#### Collected data:
⟨
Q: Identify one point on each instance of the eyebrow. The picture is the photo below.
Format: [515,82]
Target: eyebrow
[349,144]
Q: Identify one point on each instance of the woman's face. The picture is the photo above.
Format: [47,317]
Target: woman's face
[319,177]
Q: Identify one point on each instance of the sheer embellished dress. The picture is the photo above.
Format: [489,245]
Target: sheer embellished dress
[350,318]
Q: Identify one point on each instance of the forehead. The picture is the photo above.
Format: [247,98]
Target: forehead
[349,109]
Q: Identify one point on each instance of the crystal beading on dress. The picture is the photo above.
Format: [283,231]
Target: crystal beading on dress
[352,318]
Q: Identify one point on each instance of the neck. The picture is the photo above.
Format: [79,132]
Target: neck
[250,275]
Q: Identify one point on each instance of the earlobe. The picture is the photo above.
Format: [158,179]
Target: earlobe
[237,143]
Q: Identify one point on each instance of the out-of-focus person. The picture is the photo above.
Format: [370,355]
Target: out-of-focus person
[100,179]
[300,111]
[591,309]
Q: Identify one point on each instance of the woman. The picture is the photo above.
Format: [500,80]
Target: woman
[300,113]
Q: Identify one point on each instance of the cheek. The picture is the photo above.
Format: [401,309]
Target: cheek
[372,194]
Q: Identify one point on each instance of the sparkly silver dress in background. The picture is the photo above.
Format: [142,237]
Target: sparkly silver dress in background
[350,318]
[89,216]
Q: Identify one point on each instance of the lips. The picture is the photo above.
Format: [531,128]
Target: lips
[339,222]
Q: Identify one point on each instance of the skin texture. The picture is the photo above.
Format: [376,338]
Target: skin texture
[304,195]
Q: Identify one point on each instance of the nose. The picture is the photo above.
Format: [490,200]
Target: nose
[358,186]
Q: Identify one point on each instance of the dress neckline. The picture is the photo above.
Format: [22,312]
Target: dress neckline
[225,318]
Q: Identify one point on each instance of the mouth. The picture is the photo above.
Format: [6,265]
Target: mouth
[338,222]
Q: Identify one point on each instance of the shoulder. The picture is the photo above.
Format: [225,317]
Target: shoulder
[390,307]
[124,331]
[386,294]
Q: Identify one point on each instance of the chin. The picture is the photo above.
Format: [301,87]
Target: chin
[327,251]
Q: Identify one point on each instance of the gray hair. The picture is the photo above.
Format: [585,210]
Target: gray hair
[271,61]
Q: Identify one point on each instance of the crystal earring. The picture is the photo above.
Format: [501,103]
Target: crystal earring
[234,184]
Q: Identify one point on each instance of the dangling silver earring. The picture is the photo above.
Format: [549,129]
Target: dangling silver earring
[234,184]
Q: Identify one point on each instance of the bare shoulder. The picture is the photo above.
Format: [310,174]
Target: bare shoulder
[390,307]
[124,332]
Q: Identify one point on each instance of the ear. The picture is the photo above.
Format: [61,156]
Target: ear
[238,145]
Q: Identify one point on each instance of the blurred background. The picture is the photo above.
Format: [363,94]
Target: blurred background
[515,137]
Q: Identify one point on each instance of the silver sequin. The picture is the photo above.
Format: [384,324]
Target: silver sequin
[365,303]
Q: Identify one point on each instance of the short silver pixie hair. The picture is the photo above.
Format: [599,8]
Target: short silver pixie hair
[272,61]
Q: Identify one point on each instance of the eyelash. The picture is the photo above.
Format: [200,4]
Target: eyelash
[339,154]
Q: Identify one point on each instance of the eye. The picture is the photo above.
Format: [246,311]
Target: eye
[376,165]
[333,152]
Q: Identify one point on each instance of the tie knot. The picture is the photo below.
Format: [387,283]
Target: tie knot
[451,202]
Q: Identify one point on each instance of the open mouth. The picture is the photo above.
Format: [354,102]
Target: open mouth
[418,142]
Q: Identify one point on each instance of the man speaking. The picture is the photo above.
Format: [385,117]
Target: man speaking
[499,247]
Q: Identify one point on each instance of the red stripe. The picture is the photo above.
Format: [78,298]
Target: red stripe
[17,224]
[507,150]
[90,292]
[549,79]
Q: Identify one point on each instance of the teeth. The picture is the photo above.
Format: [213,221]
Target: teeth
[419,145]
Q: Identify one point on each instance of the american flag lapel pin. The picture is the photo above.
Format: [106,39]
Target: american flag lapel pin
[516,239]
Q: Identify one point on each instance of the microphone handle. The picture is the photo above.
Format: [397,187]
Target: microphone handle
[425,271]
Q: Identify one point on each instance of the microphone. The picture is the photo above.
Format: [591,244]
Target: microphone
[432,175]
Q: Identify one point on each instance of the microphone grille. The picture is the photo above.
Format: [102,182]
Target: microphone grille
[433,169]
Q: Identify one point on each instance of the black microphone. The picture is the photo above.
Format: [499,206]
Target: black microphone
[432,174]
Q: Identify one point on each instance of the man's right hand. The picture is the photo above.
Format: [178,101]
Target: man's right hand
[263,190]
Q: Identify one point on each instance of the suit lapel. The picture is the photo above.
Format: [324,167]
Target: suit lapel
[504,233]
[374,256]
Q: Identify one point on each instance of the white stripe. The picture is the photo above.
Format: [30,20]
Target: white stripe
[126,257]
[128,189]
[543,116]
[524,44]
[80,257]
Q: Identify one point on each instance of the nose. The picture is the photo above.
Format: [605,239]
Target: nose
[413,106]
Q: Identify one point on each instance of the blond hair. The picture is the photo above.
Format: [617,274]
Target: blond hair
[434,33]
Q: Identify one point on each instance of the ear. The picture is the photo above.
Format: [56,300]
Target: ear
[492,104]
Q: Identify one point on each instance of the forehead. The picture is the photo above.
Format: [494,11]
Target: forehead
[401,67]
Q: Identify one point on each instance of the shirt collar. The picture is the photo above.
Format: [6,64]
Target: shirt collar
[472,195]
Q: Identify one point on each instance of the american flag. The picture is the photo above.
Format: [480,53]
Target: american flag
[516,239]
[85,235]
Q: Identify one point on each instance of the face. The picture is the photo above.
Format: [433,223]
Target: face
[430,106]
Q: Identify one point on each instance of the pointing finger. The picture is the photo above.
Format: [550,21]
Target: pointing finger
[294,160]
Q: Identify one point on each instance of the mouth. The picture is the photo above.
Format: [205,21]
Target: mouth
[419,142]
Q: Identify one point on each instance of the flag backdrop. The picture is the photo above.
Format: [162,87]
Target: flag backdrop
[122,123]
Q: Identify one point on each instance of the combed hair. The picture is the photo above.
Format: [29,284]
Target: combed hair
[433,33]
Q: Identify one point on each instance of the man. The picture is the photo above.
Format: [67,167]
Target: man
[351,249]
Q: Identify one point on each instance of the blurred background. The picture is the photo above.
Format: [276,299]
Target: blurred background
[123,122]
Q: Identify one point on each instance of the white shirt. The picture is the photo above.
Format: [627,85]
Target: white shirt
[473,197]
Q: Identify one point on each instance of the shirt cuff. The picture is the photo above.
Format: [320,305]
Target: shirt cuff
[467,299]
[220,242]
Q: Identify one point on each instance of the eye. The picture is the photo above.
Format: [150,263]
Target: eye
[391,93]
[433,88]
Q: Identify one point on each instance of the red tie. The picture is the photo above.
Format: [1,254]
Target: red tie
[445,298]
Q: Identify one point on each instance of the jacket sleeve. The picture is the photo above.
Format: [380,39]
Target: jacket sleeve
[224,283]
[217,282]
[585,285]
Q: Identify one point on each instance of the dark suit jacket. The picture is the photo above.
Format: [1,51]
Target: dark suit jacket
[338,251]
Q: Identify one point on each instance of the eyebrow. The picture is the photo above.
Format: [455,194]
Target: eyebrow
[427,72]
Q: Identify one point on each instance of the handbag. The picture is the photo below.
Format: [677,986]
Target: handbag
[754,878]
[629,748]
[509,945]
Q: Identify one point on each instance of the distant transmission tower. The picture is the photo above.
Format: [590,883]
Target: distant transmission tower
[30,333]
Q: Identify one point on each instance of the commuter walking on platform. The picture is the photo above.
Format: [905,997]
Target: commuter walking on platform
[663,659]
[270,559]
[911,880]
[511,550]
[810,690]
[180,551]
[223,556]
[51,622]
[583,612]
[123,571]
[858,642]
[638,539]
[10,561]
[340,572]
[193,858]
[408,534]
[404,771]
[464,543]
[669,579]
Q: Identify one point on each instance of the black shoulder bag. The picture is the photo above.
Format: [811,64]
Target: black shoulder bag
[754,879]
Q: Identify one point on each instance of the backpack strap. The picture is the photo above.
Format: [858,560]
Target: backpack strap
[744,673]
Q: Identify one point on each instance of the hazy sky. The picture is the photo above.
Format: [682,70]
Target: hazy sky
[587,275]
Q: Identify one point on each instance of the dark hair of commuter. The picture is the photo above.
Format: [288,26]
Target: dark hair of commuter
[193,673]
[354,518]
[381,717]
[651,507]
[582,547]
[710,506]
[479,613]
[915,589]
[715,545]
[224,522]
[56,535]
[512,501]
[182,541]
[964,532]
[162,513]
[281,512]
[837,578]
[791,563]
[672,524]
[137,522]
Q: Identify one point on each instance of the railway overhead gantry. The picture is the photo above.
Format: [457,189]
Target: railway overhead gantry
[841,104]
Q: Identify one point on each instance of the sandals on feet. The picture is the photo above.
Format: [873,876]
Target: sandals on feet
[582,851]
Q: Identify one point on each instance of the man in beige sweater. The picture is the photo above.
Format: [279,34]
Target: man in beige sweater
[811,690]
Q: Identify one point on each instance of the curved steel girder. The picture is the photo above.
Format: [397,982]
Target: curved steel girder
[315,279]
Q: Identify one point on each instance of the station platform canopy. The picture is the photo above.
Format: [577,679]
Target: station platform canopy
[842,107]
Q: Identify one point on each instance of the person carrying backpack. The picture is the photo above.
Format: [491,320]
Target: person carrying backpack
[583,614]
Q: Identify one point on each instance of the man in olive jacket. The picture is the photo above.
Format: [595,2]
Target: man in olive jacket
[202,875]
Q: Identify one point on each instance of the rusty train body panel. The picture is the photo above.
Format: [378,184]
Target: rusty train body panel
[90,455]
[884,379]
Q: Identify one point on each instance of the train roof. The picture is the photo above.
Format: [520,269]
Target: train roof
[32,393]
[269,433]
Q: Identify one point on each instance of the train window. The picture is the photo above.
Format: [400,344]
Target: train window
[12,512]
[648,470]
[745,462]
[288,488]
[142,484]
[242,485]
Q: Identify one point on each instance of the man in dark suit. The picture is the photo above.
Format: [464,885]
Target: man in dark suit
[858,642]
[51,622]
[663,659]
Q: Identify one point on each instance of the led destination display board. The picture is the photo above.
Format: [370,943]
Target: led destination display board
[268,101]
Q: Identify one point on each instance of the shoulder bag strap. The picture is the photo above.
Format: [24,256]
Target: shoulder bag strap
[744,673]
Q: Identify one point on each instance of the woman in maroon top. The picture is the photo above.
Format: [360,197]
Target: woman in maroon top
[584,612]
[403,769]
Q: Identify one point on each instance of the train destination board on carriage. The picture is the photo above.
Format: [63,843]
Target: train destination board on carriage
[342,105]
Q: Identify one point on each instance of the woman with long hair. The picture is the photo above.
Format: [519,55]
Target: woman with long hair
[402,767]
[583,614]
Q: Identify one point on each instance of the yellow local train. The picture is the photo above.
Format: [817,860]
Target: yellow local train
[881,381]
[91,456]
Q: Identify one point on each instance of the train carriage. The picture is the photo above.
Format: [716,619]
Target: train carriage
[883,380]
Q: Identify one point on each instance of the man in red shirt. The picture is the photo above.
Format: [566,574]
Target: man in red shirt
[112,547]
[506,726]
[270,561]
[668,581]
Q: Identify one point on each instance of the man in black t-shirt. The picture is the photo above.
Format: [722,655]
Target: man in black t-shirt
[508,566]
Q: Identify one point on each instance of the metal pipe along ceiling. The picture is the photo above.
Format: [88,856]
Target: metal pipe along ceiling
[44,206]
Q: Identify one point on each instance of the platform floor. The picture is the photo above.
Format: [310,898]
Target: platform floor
⟩
What is needed is an exact copy of the lines above, from the one containing "Q: Identify one point on each instance of the commuter" through the one containing "Format: [811,64]", with nothing added.

#### The completed task:
Q: Identify one point on each instance of the commuter walking on platform. The picture is the photo above.
Format: [905,997]
Target: commuter walking on platform
[663,659]
[270,559]
[911,880]
[511,550]
[810,690]
[180,551]
[223,556]
[51,622]
[583,612]
[123,571]
[858,642]
[638,539]
[10,561]
[340,572]
[193,858]
[408,534]
[404,771]
[464,543]
[669,579]
Q: Identify one point on each instance of the black shoulder bag. The picture is the photo above.
Format: [811,64]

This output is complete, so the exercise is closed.